== TEXT FOR ANALYSIS ==
Anxiety Of Family/Other Enablers
Considering that Dorothy has scoliosis and disintegrating joint disease and very well could end up paralyzed if she were to fall -- like, say, after tripping on a jar of peanuts or something -- I feel like Kristy could behave a little more urgency. However, when cleanup starts and Dorothy starts crying again about mistakes she made in Kristy's childhood (something that also happened at the pre-cleanup walk-through), it seems like stuff may have gone on that isn't being spelled out for us -- and what IS being spelled out is...not spelled correctly.
Anyway, Kristy keeps saying (with increasing weariness) that she's forgiven Dorothy for whatever happened, but maybe lingering resentment is what's dampening her determination to secure Dorothy's environment.
Taquesha, one of Doris's daughters, has Doris's safety so much on her mind that she's been having nightmares about Doris being killed in her hoard -- as has Doris herself. But that's not all....
Inciting Incident
Not long after she and Taquesha compared notes on their bad dreams, Doris did get sick (exactly how is not specified). After crawling down the stairs, she made it to the front door and called out to a neighbour, who extricated her from the house and brought her to the hospital. When she got out, her daughters refused to let her move back into the house, so Doris's ex-boyfriend Julius has taken her in, temporarily.
In David and Dorothy's case, the factor that has led everyone to undertake a cleanup after years of accumulation is Dorothy's deteriorating health. It's now advisable for her to use a walker or scooter, and that's not possible in the house in its current state.

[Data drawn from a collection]
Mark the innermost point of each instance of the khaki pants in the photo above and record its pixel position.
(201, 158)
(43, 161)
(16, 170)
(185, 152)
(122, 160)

== QUESTIONS TO ANSWER ==
1) Do these statements agree with the hoarding recap above? Answer yes or no for each, quoting the words from the recap that decide it.
(a) Doris's ex-boyfriend Julius brought her to the hospital.
(b) Dorothy's deteriorating health is what led to the cleanup in David and Dorothy's case.
(c) After her hospital stay, Doris's daughters let her move back into her house.
2) Can you continue the hoarding recap from the point where it stops?

== OUTPUTS BY TASK ==
1)
(a) No: "called out to a neighbour, who extricated her from the house and brought her to the hospital."
(b) Yes: "the factor that has led everyone to undertake a cleanup after years of accumulation is Dorothy's deteriorating health."
(c) No: "her daughters refused to let her move back into the house"

2)
Assigned Experts
David and Dorothy's house must really be in A STATE, because they get the dream team of therapist Robin Zasio and extreme cleaning expert Matt Paxton. This is Dr. Zasio's first appearance on the show this season, and I am happy to be reunited with her exasperated interventions and blonde, blonde hair. Doris works with Dr. Melva Green and cleaning expert Cory Chalmers, so...kind of a mixed bag over there.
Success Of Cleanup
David basically says they can bring a bulldozer into the house and he'll be fine with it, but Dorothy yaws between tearful gratitude for the help she's going to get, bitter stubbornness (she actually talks Paxton into letting her keep a squashed rat he finds near the one cleared chair she can actually sit in on the grounds that she intends to use it in an art project), and maudlin expressions of how unworthy she is of this attention and assistance. But then Dr. Zasio gets Dorothy to open up, and she admits that her stepfather tried to molest her when she was ten, and that she blames herself, after having had that experience, from not safeguarding Kristy better when she was a child. After that, she starts participating, and the mission is so thoroughly accomplished that Paxton even brings in experts to make the home disability-compliant for her. Dorothy is giddy. And the house actually looks great.
I might not live there, knowing what I know, but I would happily come for a brief visit in non-favourite clothes.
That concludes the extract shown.